## Dataset rows
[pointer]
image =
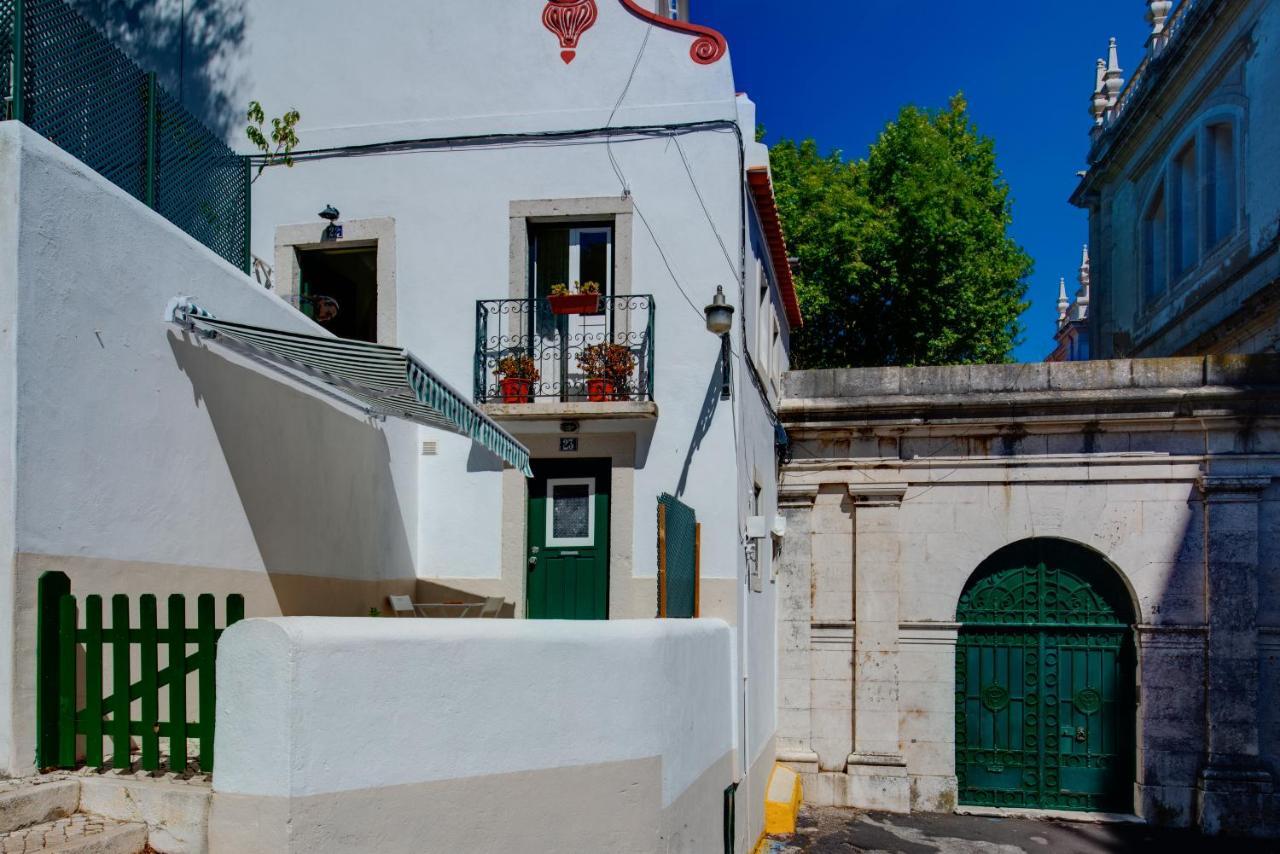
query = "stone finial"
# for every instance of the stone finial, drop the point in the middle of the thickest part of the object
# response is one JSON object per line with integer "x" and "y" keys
{"x": 1114, "y": 76}
{"x": 1157, "y": 16}
{"x": 1098, "y": 103}
{"x": 1082, "y": 296}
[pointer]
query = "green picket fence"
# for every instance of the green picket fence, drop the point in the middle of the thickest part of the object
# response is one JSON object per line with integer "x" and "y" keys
{"x": 64, "y": 676}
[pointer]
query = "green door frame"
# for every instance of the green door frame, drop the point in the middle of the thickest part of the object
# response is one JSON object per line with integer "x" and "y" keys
{"x": 568, "y": 580}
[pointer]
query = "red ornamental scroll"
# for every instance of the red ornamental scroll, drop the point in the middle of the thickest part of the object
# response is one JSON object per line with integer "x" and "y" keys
{"x": 708, "y": 48}
{"x": 568, "y": 19}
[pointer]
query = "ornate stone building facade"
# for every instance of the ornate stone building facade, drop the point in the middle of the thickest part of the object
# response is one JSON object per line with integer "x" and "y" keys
{"x": 1183, "y": 186}
{"x": 1047, "y": 585}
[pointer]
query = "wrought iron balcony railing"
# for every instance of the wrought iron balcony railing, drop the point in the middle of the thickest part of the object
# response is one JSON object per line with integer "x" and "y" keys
{"x": 560, "y": 348}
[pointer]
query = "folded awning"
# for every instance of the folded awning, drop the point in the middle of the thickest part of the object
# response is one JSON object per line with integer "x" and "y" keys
{"x": 387, "y": 380}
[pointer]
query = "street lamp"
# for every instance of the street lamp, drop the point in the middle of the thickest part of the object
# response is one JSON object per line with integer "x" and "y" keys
{"x": 720, "y": 322}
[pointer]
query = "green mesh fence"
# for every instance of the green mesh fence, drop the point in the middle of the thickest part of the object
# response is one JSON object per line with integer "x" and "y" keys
{"x": 679, "y": 523}
{"x": 80, "y": 91}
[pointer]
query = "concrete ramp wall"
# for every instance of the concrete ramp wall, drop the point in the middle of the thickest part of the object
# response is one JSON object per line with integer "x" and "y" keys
{"x": 472, "y": 735}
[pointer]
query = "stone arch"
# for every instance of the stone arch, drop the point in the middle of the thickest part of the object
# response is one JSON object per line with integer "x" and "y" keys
{"x": 1107, "y": 579}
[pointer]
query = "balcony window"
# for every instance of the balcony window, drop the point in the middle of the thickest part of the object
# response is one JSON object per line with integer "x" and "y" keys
{"x": 568, "y": 254}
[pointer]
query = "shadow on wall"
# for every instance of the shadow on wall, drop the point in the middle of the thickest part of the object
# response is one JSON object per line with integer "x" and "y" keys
{"x": 315, "y": 484}
{"x": 188, "y": 44}
{"x": 705, "y": 415}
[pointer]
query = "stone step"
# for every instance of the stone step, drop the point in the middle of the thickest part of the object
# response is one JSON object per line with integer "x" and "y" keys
{"x": 26, "y": 803}
{"x": 78, "y": 834}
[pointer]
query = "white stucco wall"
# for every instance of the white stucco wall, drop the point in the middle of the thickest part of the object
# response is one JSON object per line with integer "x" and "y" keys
{"x": 144, "y": 461}
{"x": 405, "y": 71}
{"x": 325, "y": 725}
{"x": 9, "y": 208}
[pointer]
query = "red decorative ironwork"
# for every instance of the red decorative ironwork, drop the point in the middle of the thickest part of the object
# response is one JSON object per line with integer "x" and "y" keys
{"x": 568, "y": 19}
{"x": 709, "y": 45}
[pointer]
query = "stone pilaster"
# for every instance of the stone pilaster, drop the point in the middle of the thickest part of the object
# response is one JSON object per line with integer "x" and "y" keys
{"x": 1235, "y": 791}
{"x": 795, "y": 611}
{"x": 876, "y": 768}
{"x": 1170, "y": 722}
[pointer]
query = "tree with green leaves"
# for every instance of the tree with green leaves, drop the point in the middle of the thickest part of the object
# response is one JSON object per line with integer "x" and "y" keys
{"x": 905, "y": 256}
{"x": 283, "y": 137}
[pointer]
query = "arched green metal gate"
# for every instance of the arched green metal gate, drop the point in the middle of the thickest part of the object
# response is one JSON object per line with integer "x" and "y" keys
{"x": 1045, "y": 674}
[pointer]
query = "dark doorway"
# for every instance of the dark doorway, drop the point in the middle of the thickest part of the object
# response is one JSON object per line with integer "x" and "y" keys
{"x": 339, "y": 290}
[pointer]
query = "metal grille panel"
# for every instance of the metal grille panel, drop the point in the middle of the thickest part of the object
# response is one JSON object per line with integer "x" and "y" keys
{"x": 80, "y": 91}
{"x": 201, "y": 185}
{"x": 681, "y": 556}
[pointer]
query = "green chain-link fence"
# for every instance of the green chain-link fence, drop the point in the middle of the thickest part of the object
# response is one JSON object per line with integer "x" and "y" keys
{"x": 69, "y": 83}
{"x": 677, "y": 558}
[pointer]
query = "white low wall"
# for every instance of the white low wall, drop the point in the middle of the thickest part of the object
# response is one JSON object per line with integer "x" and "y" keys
{"x": 478, "y": 735}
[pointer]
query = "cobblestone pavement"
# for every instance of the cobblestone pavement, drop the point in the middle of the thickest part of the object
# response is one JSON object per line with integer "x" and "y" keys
{"x": 56, "y": 832}
{"x": 831, "y": 830}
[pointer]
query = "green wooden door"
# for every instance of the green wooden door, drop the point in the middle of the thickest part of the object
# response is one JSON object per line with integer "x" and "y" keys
{"x": 568, "y": 540}
{"x": 1043, "y": 693}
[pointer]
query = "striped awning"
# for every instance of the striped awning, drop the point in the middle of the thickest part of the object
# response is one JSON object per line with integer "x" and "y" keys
{"x": 387, "y": 380}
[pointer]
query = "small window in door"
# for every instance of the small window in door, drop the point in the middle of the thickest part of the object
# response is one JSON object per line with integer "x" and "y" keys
{"x": 570, "y": 512}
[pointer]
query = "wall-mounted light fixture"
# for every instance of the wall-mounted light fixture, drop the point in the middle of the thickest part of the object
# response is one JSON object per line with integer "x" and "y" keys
{"x": 333, "y": 231}
{"x": 720, "y": 322}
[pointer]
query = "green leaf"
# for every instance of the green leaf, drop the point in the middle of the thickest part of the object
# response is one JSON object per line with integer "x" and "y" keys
{"x": 905, "y": 256}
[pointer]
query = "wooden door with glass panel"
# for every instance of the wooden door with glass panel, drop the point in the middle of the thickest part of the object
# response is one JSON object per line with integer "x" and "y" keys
{"x": 568, "y": 540}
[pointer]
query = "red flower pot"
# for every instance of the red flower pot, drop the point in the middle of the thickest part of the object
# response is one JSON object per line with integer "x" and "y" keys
{"x": 600, "y": 389}
{"x": 515, "y": 389}
{"x": 575, "y": 304}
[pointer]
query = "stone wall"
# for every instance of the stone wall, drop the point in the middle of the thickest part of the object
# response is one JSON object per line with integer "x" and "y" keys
{"x": 904, "y": 480}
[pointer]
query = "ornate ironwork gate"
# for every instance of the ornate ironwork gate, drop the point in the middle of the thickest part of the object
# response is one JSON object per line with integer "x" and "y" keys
{"x": 1045, "y": 686}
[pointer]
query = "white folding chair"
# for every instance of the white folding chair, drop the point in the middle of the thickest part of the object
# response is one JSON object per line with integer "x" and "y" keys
{"x": 402, "y": 606}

## DIRECTION
Your task is to repeat the data above exactly while excluding the pictures.

## ANSWER FOR THE TASK
[pointer]
image =
query = "stone finial"
# for every instance of the stone finial, drop the point in the middle of the thickest part of the object
# response is one JSON object per line with integer "x" and "y" keys
{"x": 1114, "y": 76}
{"x": 1157, "y": 16}
{"x": 1098, "y": 103}
{"x": 1082, "y": 296}
[pointer]
query = "green picket fence"
# for every instance of the green picket fence, drop the point in the middle of the thickest part of the object
# response is one JSON object per line with integer "x" and "y" keys
{"x": 64, "y": 676}
[pointer]
query = "green door frame"
# for every instance of the green door frame, drop the point in the middle of the thickest part of the object
# response is one JSON object per line with integer "x" and "y" keys
{"x": 568, "y": 580}
[pointer]
query = "red ornamental scroll"
# for every instance of the red ornamental scroll, drop the point in the middle of the thickest part of the object
# response is one JSON object per line with integer "x" and "y" keys
{"x": 708, "y": 48}
{"x": 568, "y": 19}
[pointer]
query = "ornate stone building facade"
# for every instance of the ornate stone building facade, drop the point in the middle of the thickest part of the object
# response is one JSON object per line with integer "x" and "y" keys
{"x": 1183, "y": 186}
{"x": 1047, "y": 585}
[pointer]
query = "wrought iron balcony railing"
# for every instance of the wrought iron balcony railing, drop the point in the middle of the thickest part of the object
# response is one JSON object per line with integer "x" and "y" keys
{"x": 560, "y": 348}
[pointer]
query = "folded awning"
# for every instance of the folded awning, drop the point in the middle of the thickest part of the object
# response is one JSON object per line with integer "x" and "y" keys
{"x": 387, "y": 380}
[pointer]
query = "street lamp"
# for every instance of the street lamp, drop the point in the middle of the thickest part of the object
# response is one JSON object per line with integer "x" and "y" keys
{"x": 720, "y": 322}
[pointer]
query = "green mesh fence"
# for every instance of the green mesh fence, drop the point in the middle of the thickest part of the object
# response is one JSON object per line with integer "x" and "y" keys
{"x": 679, "y": 523}
{"x": 80, "y": 91}
[pointer]
query = "concrete ramp wall"
# for every instance of the concrete ramp wall, drop the point in the middle of the thickest part of the object
# response is one JSON object per line with integer "x" and "y" keys
{"x": 472, "y": 735}
[pointer]
query = "stone arch"
# for every instance of the stone arch, drop the point in the middle of the thickest part of the object
# response is one JSON object per line with integer "x" and "y" keys
{"x": 1107, "y": 579}
[pointer]
query = "balcony window"
# for every instance of the balcony window, drop the point in the middle of the thickest part of the object
# response is one JSON object per line with integer "x" and "y" keys
{"x": 568, "y": 254}
[pointer]
query = "shadow on wall"
# for every instance of the shadow on wall, drop the point in the middle of the thickest part of the object
# response is one JSON object per line with integer "x" and "y" keys
{"x": 315, "y": 484}
{"x": 188, "y": 44}
{"x": 705, "y": 415}
[pointer]
query = "stone step"
# for every instance of the stone step, drop the point in the middle of the thickest part of the object
# response is one JSON object per line with integer "x" and "y" keys
{"x": 26, "y": 803}
{"x": 78, "y": 834}
[pointer]
query = "white stucco wall"
# for every instance of the white stucco wall, drop the point in the middle of the thickest part of the object
# response is one JSON object per line with integer "x" and "y" keys
{"x": 144, "y": 461}
{"x": 405, "y": 71}
{"x": 325, "y": 725}
{"x": 9, "y": 208}
[pointer]
query = "red decorative ironwork"
# for every instance of the red decorative ironwork, drop the point in the middle of the thickest part of the object
# response is one JSON object per line with integer "x" and "y" keys
{"x": 568, "y": 19}
{"x": 709, "y": 45}
[pointer]
query = "stone pilaster"
# for every instance of the stone pilaster, drop the point in the middle of the thickest part of the object
# response is one JSON object per line with integer "x" and "y" keys
{"x": 1235, "y": 791}
{"x": 795, "y": 611}
{"x": 876, "y": 768}
{"x": 1170, "y": 722}
[pointer]
query = "tree with green leaves"
# for every instance of the tree with green leaves, drop the point in the middle of the thickest part of the object
# response is one JSON object per line with integer "x" and "y" keys
{"x": 905, "y": 256}
{"x": 283, "y": 137}
[pointer]
query = "arched green metal gate"
# for every instance of the arched green metal gate, drop the point in the middle of the thickest part of the object
# response is one JSON object per line with integer "x" and "y" keys
{"x": 1045, "y": 674}
[pointer]
query = "dark doorway"
# for every instance of the dark doorway, drop the point in the middle of the thickest part of the object
# response is one JSON object per line with integer "x" and "y" keys
{"x": 339, "y": 290}
[pointer]
query = "metal grille panel"
# for every instance of the metal grille panel, drop the point in the middle of the thickest part of the object
# response is one JSON object per line with integer "x" and "y" keys
{"x": 80, "y": 91}
{"x": 201, "y": 185}
{"x": 681, "y": 556}
[pointer]
query = "green chain-link fence"
# for every instance of the green chain-link fence, drop the point in the middle of the thickest part of the object
# response is one JSON object per line with integer "x" and "y" keys
{"x": 69, "y": 83}
{"x": 677, "y": 558}
[pointer]
query = "white low wall"
# for every instance of the white low wall, drop the point in the middle of the thickest part of the object
# response is one JSON object per line with integer "x" and "y" keys
{"x": 478, "y": 735}
[pointer]
query = "cobblestone pavement"
# for every instance of the cobblestone pavement, drop the point in the middle of the thickest part of the object
# response is one JSON object per line with integer "x" and "y" keys
{"x": 56, "y": 832}
{"x": 831, "y": 830}
[pointer]
query = "green wooden door"
# for every instance of the green wooden door, drop the point in the middle of the thickest part of the object
# response is one JSON object per line with integer "x" and "y" keys
{"x": 568, "y": 540}
{"x": 1043, "y": 693}
[pointer]
query = "striped awning"
# for every instance of the striped awning, drop the point in the middle of the thickest part of the object
# response is one JSON object per line with integer "x" and "y" keys
{"x": 387, "y": 380}
[pointer]
query = "small window in door"
# for every instance of the small window in door, drop the point in the middle of the thickest part of the object
# response is one JSON object per line with integer "x" and "y" keys
{"x": 570, "y": 512}
[pointer]
query = "wall-mounted light fixture"
# for every instance of the wall-mounted light fixture, drop the point in the middle of the thickest part of the object
# response is one JSON object per line with integer "x" and "y" keys
{"x": 333, "y": 231}
{"x": 720, "y": 322}
[pointer]
query = "green leaf"
# for every instance of the green leaf, drop the point in the middle of the thickest part of the object
# response is one JSON object per line with integer "x" and "y" keys
{"x": 905, "y": 256}
[pointer]
query = "wooden door with glass panel"
# for every instance of the wooden door with glass panel, drop the point in the middle of the thickest part of the object
# response is one JSON object per line with integer "x" and "y" keys
{"x": 568, "y": 540}
[pointer]
query = "red flower pot"
# for every instance of the red flower pot, drop the point in the middle of the thickest part of the object
# response is one JSON object per line with integer "x" and "y" keys
{"x": 600, "y": 389}
{"x": 515, "y": 389}
{"x": 575, "y": 304}
[pointer]
query = "stone wall"
# for every instance of the stone wall, drop the point in the middle of the thickest part of the object
# response is one JSON object per line with integer "x" and "y" keys
{"x": 904, "y": 480}
[pointer]
query = "ornate ironwork gate"
# for every instance of the ornate ironwork gate, drop the point in the middle of the thickest part of the object
# response is one JSON object per line with integer "x" and "y" keys
{"x": 1045, "y": 686}
[pointer]
query = "white folding chair"
# for every instance of the white folding chair, drop the point in the middle of the thickest part of the object
# response is one JSON object per line with integer "x" and "y" keys
{"x": 402, "y": 606}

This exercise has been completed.